> [THE PROBLEM]:
Within the entries below, find every line that has the string "dirt", then copy it.

── SUPPLIED DATA ──

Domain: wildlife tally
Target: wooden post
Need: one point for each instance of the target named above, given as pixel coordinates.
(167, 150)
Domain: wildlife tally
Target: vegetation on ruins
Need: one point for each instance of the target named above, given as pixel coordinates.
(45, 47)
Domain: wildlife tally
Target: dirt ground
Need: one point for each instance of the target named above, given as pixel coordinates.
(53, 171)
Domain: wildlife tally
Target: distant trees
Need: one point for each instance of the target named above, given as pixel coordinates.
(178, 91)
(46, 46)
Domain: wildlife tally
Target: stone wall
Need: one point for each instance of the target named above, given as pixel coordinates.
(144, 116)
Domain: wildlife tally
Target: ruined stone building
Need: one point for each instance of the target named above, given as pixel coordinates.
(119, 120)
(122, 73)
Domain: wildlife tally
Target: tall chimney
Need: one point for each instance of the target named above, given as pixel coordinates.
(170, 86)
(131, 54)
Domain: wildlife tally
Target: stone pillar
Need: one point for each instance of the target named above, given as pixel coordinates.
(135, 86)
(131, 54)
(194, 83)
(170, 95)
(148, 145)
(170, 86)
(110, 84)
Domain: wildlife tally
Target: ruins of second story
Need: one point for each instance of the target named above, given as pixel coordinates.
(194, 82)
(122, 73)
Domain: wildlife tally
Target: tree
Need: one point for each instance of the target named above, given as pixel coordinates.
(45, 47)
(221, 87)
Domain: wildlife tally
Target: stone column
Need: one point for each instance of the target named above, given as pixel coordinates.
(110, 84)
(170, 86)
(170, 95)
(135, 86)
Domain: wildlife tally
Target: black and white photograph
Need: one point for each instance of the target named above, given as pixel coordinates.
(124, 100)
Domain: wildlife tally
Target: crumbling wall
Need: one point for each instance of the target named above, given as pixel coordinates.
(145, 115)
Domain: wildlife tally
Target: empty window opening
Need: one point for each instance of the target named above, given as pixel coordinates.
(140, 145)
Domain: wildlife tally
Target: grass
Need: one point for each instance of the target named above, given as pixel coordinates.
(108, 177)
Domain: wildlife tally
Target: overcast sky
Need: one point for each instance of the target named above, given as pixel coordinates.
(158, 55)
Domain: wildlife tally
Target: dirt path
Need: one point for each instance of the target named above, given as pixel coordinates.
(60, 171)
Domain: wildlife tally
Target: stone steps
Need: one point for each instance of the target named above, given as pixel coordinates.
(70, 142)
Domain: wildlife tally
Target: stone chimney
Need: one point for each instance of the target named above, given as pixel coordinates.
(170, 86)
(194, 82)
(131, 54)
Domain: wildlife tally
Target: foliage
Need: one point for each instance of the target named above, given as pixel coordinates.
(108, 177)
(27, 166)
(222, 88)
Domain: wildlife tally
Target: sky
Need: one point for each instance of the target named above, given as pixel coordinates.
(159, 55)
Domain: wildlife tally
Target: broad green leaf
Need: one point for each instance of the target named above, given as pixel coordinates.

───

> [EXERCISE RESULT]:
Target: dirt ground
Target: dirt path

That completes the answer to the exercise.